Assignment:
The result should be the line with "every dirt lot" followed by every remaining line of the entries, each reproduced exactly, with nothing else.

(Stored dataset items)
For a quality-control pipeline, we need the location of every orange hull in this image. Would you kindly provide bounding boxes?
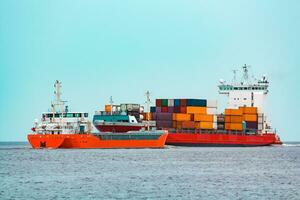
[27,133,168,149]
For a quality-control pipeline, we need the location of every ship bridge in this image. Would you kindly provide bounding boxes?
[218,64,269,112]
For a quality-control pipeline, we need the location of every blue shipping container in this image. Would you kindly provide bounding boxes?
[186,99,207,107]
[150,106,156,113]
[174,99,181,107]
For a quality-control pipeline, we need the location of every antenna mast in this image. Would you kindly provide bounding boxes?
[109,96,114,115]
[145,91,151,131]
[242,64,249,84]
[232,69,238,84]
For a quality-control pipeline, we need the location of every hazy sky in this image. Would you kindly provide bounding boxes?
[1,0,299,141]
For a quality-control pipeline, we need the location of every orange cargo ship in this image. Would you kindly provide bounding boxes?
[27,81,167,149]
[28,132,168,149]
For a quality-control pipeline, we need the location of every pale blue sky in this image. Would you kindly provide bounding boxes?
[0,0,299,141]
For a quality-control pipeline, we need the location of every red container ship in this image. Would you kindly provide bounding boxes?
[152,65,282,146]
[27,81,168,149]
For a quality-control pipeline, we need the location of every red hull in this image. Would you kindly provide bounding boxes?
[95,125,143,133]
[27,133,168,149]
[166,132,279,147]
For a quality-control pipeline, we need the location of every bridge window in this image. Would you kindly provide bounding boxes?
[66,113,73,117]
[55,113,61,117]
[84,113,88,117]
[46,114,53,118]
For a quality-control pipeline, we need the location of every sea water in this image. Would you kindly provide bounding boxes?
[0,142,299,200]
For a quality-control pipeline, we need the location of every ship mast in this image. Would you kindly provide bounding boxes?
[53,80,65,131]
[242,64,250,84]
[109,96,114,115]
[232,69,238,85]
[145,91,151,131]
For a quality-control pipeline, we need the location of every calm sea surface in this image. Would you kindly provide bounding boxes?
[0,142,299,200]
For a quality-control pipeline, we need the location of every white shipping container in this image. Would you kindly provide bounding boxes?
[258,124,263,130]
[168,99,174,107]
[213,122,218,129]
[207,100,218,108]
[207,107,218,115]
[213,115,217,123]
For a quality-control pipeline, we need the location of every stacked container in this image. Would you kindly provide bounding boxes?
[152,98,218,130]
[239,107,258,130]
[224,109,243,131]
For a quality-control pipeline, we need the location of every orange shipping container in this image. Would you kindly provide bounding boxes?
[182,121,195,129]
[225,109,243,116]
[230,115,243,123]
[225,123,243,131]
[195,121,214,129]
[194,114,214,122]
[243,114,257,122]
[186,106,207,114]
[239,107,258,114]
[105,105,111,112]
[174,121,181,129]
[225,115,243,123]
[142,112,152,121]
[172,113,191,121]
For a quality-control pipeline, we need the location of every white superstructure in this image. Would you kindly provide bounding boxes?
[218,65,272,132]
[32,80,92,134]
[218,64,269,112]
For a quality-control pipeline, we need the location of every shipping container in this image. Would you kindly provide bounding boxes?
[213,122,218,129]
[180,99,187,107]
[195,122,214,129]
[156,120,173,128]
[217,115,225,123]
[186,106,207,114]
[161,107,169,113]
[207,107,218,115]
[155,113,173,121]
[105,105,111,112]
[239,106,258,114]
[225,115,243,123]
[225,109,243,116]
[172,113,191,121]
[141,112,152,121]
[174,99,181,107]
[186,99,207,107]
[243,114,258,122]
[217,124,225,130]
[225,123,243,131]
[174,106,181,113]
[156,99,162,107]
[156,107,162,113]
[246,121,258,129]
[172,121,177,128]
[168,107,174,113]
[213,115,217,123]
[206,100,217,108]
[194,114,214,122]
[182,121,195,129]
[150,106,156,113]
[180,106,187,113]
[168,99,174,107]
[161,99,168,107]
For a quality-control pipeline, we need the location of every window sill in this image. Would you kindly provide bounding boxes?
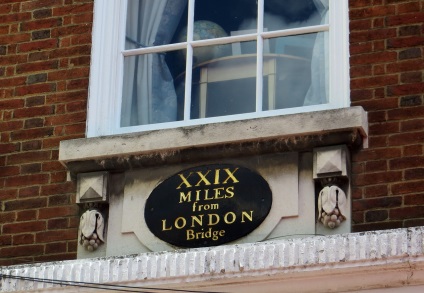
[59,107,368,175]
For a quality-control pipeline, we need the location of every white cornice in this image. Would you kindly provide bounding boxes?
[2,227,424,292]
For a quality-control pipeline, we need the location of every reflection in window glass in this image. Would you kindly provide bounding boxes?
[263,32,328,110]
[121,0,331,129]
[194,0,258,37]
[190,42,257,119]
[121,50,186,127]
[264,0,325,31]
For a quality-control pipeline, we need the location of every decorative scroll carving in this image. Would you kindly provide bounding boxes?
[79,209,105,251]
[317,185,347,229]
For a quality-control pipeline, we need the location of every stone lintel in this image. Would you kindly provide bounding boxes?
[59,107,368,175]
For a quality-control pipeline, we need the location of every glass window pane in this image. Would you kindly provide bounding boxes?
[121,50,186,127]
[125,0,188,50]
[263,32,328,111]
[190,42,257,119]
[264,0,328,31]
[192,0,258,40]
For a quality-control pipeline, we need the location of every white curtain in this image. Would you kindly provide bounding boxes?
[121,0,187,127]
[303,0,329,106]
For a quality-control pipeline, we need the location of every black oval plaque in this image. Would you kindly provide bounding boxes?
[144,164,272,248]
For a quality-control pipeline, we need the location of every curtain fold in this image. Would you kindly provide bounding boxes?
[303,0,329,106]
[121,0,187,127]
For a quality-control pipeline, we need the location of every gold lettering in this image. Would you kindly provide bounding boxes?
[176,172,193,189]
[214,187,225,199]
[191,215,204,227]
[179,191,192,203]
[214,169,220,184]
[224,212,236,224]
[208,214,220,226]
[186,229,195,240]
[241,211,254,223]
[204,189,214,200]
[174,217,186,229]
[162,219,172,231]
[195,170,212,186]
[222,168,239,184]
[225,186,235,198]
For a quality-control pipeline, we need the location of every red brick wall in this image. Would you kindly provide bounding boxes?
[0,0,93,265]
[0,0,423,265]
[349,0,424,231]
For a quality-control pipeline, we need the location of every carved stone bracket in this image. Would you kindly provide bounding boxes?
[76,172,109,254]
[313,145,350,230]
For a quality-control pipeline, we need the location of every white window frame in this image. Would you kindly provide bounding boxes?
[86,0,350,138]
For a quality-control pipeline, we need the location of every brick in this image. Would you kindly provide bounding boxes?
[400,95,422,107]
[15,83,56,96]
[13,234,35,245]
[392,181,424,195]
[0,211,16,224]
[387,83,424,97]
[41,182,76,196]
[387,106,424,120]
[38,205,79,219]
[364,185,389,198]
[0,121,23,132]
[0,235,12,246]
[352,221,403,232]
[353,171,402,186]
[3,197,47,212]
[401,72,422,84]
[0,166,20,177]
[20,18,62,31]
[388,131,424,146]
[0,245,44,258]
[404,219,424,228]
[16,60,59,74]
[369,121,399,135]
[33,8,52,19]
[387,36,424,49]
[45,242,67,254]
[48,194,70,206]
[18,186,41,198]
[390,206,424,220]
[399,48,422,60]
[350,51,397,65]
[352,196,402,211]
[13,105,54,119]
[405,168,424,181]
[353,148,402,162]
[365,210,388,222]
[27,73,48,85]
[2,221,46,234]
[10,127,54,141]
[21,140,42,151]
[350,28,396,43]
[20,163,42,174]
[404,193,424,205]
[385,12,424,26]
[350,6,396,19]
[390,156,424,170]
[36,229,78,243]
[25,96,46,107]
[7,151,51,165]
[24,118,44,129]
[387,59,424,74]
[48,218,69,230]
[31,29,51,40]
[17,210,37,222]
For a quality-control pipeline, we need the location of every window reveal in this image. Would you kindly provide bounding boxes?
[121,0,330,128]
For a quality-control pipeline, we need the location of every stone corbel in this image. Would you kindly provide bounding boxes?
[76,171,109,253]
[313,145,350,231]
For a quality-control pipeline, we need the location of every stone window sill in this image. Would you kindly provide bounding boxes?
[59,107,368,174]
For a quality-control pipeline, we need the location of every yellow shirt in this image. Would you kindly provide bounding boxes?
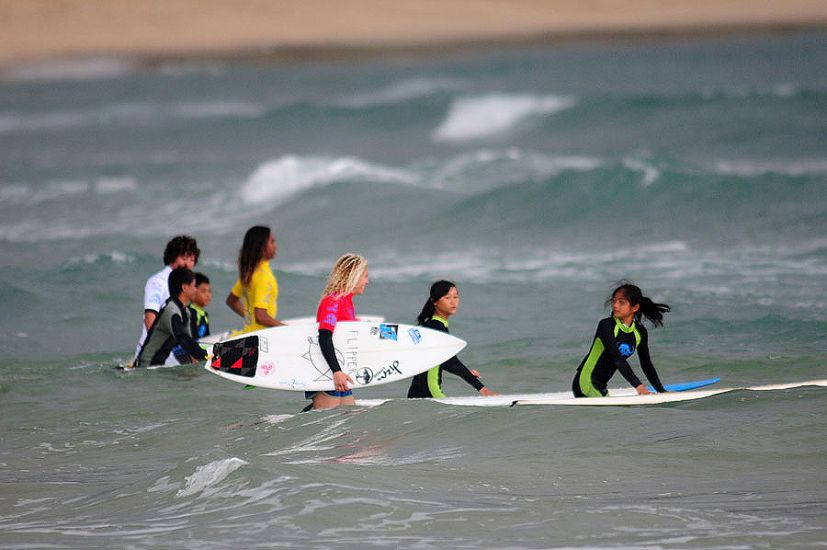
[231,261,278,332]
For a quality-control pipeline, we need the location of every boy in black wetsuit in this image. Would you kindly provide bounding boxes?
[134,268,208,368]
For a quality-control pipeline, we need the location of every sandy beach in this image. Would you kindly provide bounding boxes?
[2,0,827,70]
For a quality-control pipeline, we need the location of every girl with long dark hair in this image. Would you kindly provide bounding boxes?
[225,225,285,332]
[407,280,497,398]
[573,282,670,397]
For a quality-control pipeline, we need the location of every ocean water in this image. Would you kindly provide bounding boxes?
[1,31,826,548]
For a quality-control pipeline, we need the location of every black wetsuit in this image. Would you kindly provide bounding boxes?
[572,316,665,397]
[407,316,484,398]
[135,297,207,368]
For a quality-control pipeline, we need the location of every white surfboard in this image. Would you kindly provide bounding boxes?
[204,321,465,392]
[355,379,826,408]
[513,379,827,406]
[197,315,385,348]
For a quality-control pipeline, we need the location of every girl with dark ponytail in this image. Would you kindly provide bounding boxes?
[407,281,497,399]
[225,225,285,333]
[572,281,671,398]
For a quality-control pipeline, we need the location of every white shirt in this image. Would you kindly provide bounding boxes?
[134,265,172,358]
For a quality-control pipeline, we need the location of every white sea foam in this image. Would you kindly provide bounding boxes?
[0,178,137,206]
[714,159,827,177]
[699,83,807,101]
[260,414,295,425]
[158,61,228,77]
[94,177,138,194]
[170,100,266,118]
[622,155,661,186]
[176,457,248,498]
[432,94,576,142]
[291,240,827,307]
[337,76,466,108]
[65,251,135,266]
[0,111,89,134]
[1,56,139,83]
[772,83,799,97]
[423,148,602,191]
[240,155,420,206]
[0,100,265,134]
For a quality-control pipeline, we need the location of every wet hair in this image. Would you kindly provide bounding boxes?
[194,272,210,286]
[321,253,368,298]
[169,267,195,297]
[238,226,271,287]
[417,280,457,326]
[606,280,671,327]
[163,235,200,266]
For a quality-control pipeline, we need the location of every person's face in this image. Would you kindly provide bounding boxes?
[173,253,196,270]
[264,233,277,260]
[182,279,198,302]
[193,282,212,307]
[352,268,369,295]
[433,286,459,319]
[611,291,639,322]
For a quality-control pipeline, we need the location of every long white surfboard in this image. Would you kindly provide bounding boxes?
[355,378,721,408]
[513,379,827,406]
[204,321,465,391]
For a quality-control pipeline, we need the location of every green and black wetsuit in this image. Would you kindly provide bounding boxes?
[407,316,484,398]
[572,316,665,397]
[189,303,210,339]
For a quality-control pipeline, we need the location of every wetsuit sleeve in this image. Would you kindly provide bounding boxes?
[188,306,199,339]
[636,326,666,392]
[423,318,484,391]
[441,356,485,391]
[595,319,642,388]
[318,329,341,373]
[171,313,207,361]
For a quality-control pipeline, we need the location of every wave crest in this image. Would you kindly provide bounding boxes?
[337,76,465,108]
[240,155,420,206]
[176,457,248,498]
[432,94,576,142]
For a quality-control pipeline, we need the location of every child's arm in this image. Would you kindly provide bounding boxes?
[226,293,245,318]
[636,327,665,392]
[171,313,207,362]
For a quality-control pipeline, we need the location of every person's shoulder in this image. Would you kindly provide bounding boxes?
[251,261,275,282]
[423,318,448,331]
[318,293,340,308]
[636,323,649,336]
[146,266,170,285]
[257,260,274,275]
[597,317,614,329]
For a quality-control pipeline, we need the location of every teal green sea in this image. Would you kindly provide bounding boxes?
[1,31,826,548]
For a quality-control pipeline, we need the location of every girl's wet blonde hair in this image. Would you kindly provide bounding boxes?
[321,253,368,298]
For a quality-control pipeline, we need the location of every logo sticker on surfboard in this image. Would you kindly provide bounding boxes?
[379,324,398,341]
[353,367,374,385]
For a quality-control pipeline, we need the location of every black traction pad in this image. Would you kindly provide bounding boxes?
[211,336,259,378]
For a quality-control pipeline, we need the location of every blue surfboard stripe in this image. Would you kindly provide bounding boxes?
[651,377,721,393]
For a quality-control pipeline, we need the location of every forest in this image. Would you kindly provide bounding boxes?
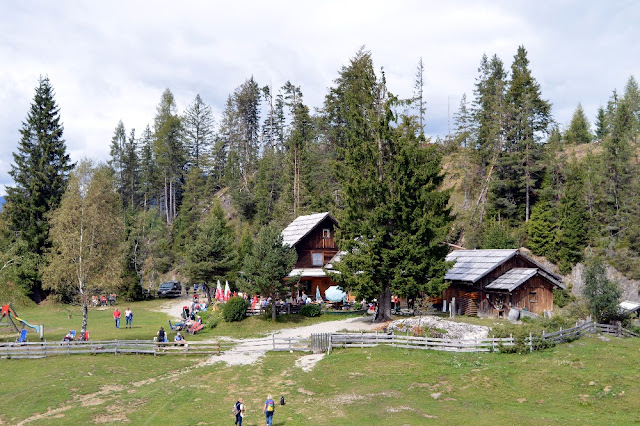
[1,45,639,312]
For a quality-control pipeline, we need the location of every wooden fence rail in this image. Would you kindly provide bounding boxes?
[1,321,636,359]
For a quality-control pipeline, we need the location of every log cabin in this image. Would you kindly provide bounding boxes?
[281,212,339,298]
[443,249,564,317]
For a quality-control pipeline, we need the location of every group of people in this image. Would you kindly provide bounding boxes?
[233,395,281,426]
[113,307,133,329]
[90,294,117,307]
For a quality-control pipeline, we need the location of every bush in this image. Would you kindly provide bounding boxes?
[553,288,574,308]
[222,297,249,322]
[300,304,321,317]
[198,310,220,329]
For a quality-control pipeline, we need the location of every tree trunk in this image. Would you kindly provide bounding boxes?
[164,175,169,225]
[374,282,392,323]
[204,284,213,305]
[271,292,277,322]
[81,299,88,335]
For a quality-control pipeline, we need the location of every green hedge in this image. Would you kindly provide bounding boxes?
[300,304,321,317]
[223,297,249,322]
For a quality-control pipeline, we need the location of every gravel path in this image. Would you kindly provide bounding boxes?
[157,299,489,369]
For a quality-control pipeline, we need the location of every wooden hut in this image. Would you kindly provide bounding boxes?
[443,249,564,317]
[281,212,339,298]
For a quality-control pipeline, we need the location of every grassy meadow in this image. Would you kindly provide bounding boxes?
[1,300,639,424]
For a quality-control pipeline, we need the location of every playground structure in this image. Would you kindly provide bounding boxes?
[1,304,43,341]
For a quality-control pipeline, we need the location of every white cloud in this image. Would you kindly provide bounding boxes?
[0,0,638,194]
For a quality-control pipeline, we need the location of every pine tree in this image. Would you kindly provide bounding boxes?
[183,94,214,170]
[325,49,453,322]
[108,120,127,204]
[565,103,592,145]
[138,125,158,209]
[453,93,473,207]
[413,57,426,133]
[623,76,640,134]
[173,167,208,253]
[153,89,184,225]
[241,225,297,321]
[122,128,140,210]
[492,46,551,222]
[556,163,587,273]
[4,76,73,299]
[183,201,237,303]
[527,177,558,259]
[594,107,607,140]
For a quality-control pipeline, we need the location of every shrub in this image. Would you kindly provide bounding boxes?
[300,304,321,317]
[222,297,249,322]
[198,310,220,329]
[553,288,574,308]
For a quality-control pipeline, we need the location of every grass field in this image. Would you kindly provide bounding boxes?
[2,301,639,424]
[1,336,639,424]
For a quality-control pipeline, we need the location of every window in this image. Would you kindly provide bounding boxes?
[322,228,330,239]
[528,292,537,303]
[312,252,324,266]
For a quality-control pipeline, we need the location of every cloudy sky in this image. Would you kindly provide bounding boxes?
[1,1,638,195]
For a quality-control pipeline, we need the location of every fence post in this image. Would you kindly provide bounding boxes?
[492,335,495,352]
[361,331,364,349]
[529,332,533,353]
[328,334,332,354]
[217,341,220,356]
[272,334,276,351]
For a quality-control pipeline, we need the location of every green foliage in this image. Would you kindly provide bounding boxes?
[222,297,249,322]
[300,304,321,317]
[553,288,574,308]
[183,200,237,301]
[4,76,73,299]
[482,218,517,249]
[565,103,593,145]
[241,225,297,320]
[583,257,622,323]
[327,49,453,322]
[198,309,221,329]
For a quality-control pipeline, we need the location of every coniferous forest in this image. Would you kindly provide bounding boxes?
[2,46,640,312]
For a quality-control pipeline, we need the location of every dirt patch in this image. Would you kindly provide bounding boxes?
[82,398,106,407]
[298,388,315,396]
[93,413,129,424]
[295,353,325,372]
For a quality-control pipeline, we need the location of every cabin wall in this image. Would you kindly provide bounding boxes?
[294,217,338,269]
[510,276,554,314]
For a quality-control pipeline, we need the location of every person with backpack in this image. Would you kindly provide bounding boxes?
[233,397,245,425]
[264,394,275,426]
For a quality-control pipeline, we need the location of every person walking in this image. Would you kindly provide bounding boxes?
[234,397,245,426]
[124,307,133,328]
[264,394,275,426]
[113,307,121,329]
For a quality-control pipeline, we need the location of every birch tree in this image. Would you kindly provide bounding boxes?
[44,160,124,335]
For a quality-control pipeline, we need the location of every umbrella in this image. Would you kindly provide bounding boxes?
[224,281,231,301]
[325,286,347,303]
[315,285,322,301]
[216,280,222,301]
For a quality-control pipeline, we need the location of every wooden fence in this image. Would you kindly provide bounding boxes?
[327,321,639,354]
[1,321,637,359]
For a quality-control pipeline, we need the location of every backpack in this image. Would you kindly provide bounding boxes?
[266,400,275,412]
[280,396,285,406]
[232,402,240,416]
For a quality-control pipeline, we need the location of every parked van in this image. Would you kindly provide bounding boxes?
[157,281,182,297]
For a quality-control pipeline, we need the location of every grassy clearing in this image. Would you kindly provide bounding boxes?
[0,299,366,343]
[0,336,639,424]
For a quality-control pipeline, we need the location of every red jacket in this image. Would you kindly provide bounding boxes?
[113,310,121,318]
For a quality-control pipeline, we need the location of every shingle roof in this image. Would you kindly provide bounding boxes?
[444,249,517,283]
[620,300,640,312]
[485,268,538,292]
[281,212,335,247]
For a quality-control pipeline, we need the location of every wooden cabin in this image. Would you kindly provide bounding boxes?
[443,249,564,317]
[281,212,339,298]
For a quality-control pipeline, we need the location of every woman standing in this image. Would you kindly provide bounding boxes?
[264,394,275,426]
[234,397,245,426]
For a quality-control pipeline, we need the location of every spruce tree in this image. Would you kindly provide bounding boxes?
[565,103,593,145]
[183,201,237,303]
[594,107,607,140]
[556,164,587,273]
[183,94,214,170]
[4,76,73,298]
[325,49,453,322]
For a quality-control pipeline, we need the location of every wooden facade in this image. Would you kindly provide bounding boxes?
[443,250,562,318]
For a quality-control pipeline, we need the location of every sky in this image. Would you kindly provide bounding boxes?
[0,0,638,196]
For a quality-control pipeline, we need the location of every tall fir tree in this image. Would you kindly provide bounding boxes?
[594,106,607,140]
[325,49,453,322]
[153,89,184,225]
[556,163,588,273]
[565,103,592,145]
[4,76,74,299]
[183,94,214,170]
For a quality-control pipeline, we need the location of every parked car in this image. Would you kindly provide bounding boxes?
[157,281,182,298]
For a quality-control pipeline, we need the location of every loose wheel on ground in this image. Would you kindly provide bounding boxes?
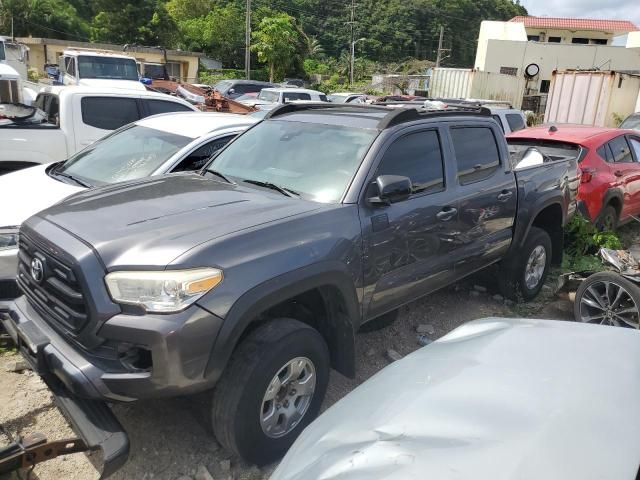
[574,271,640,328]
[499,226,552,301]
[211,318,329,465]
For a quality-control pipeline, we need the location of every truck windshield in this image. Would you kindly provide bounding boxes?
[57,125,192,186]
[78,56,139,81]
[207,120,377,203]
[257,90,279,103]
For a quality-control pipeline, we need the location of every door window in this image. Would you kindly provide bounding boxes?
[376,130,445,195]
[506,113,526,132]
[629,138,640,161]
[145,99,194,116]
[81,97,140,130]
[609,136,633,163]
[172,136,236,172]
[451,127,500,184]
[65,57,76,76]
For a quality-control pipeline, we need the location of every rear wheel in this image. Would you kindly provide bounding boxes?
[211,318,329,465]
[499,227,552,301]
[574,271,640,327]
[595,205,618,231]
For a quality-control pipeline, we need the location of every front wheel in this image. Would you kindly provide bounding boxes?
[574,271,640,328]
[499,226,552,301]
[211,318,329,465]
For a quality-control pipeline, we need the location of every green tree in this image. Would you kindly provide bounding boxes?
[0,0,89,40]
[90,0,176,45]
[251,13,298,82]
[166,0,215,21]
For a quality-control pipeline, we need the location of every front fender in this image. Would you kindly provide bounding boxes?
[202,262,360,382]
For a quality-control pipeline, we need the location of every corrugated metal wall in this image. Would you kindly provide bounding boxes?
[544,71,640,127]
[429,68,525,108]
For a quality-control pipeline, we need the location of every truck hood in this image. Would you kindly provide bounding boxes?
[271,318,640,480]
[37,174,323,268]
[0,163,84,227]
[77,79,147,91]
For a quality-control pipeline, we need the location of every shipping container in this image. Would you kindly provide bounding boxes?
[429,68,525,108]
[544,70,640,127]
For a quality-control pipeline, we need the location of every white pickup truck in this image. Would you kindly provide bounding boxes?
[0,85,197,174]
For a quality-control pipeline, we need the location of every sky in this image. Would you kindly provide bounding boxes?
[519,0,640,27]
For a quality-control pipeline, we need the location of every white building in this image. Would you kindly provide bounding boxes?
[474,17,640,96]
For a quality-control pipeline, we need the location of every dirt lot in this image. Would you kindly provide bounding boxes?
[0,266,582,480]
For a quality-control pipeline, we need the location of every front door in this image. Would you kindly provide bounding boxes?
[360,127,459,321]
[447,124,517,276]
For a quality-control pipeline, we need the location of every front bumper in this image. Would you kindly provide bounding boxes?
[0,298,129,478]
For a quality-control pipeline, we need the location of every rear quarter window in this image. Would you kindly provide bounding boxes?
[506,113,526,132]
[451,127,500,184]
[81,97,139,130]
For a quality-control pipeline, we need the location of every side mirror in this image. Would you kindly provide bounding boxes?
[369,175,412,205]
[139,77,152,85]
[227,88,235,95]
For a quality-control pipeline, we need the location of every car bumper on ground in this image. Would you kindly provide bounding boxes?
[0,297,129,478]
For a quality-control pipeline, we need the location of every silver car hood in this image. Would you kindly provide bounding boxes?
[271,318,640,480]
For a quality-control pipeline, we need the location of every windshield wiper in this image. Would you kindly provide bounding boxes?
[205,169,233,184]
[54,170,92,188]
[242,179,300,197]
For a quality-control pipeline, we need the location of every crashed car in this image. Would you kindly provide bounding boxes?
[270,318,640,480]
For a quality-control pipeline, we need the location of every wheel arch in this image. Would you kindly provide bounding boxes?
[204,264,360,382]
[514,200,565,265]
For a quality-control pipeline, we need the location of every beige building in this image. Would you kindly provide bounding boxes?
[474,17,640,96]
[17,37,203,82]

Answer below:
For a quality-control pipeline, we need the location of every dirt lot in this image. Would you kindly provide bounding boxes?
[0,266,582,480]
For a quality-control pipeline, we need the location of every front door in this image. Would you kindly provide bounding boxes?
[360,127,459,321]
[447,124,517,276]
For a quality-control pipeline, we need the location of every front bumper in this image. Would you kindly provide bounding boxes?
[0,298,129,478]
For a quality-control pipeline, we need the location of every rear quarter window in this image. Would you kindly provide bounding boxes?
[506,113,526,132]
[451,127,500,184]
[81,97,139,130]
For a quality-control pipeline, we need the location of every side mirror in this image. Would you kindly provide bounding boxes?
[369,175,412,205]
[139,77,152,85]
[227,88,235,95]
For a quality-control pipeline, we need the location of every car bumper on ground in this image. Would you kindly provide bounding boxes?
[0,297,129,478]
For a quality-control pipeline, we need the location of every silver car hood in this image. Would you kindly provide bounding boxes?
[271,318,640,480]
For a quality-control pipeline, we need the location of every windshield wiper in this image. Would you kindly provide bounding boxes?
[205,169,233,184]
[54,170,92,188]
[242,179,300,197]
For a quality-control pipeline, we need the location of every crashed car in this image. Would you kindly provide bounding boxes?
[270,318,640,480]
For a quality-control pipeline, we need the location of every wheel arch in this image. Would you kindly provide bounding boxes?
[204,264,360,382]
[514,200,565,265]
For a quality-control pipeline, we need the location of every beige building in this image. Would you kindly provide bounding boxes?
[474,17,640,96]
[17,37,203,82]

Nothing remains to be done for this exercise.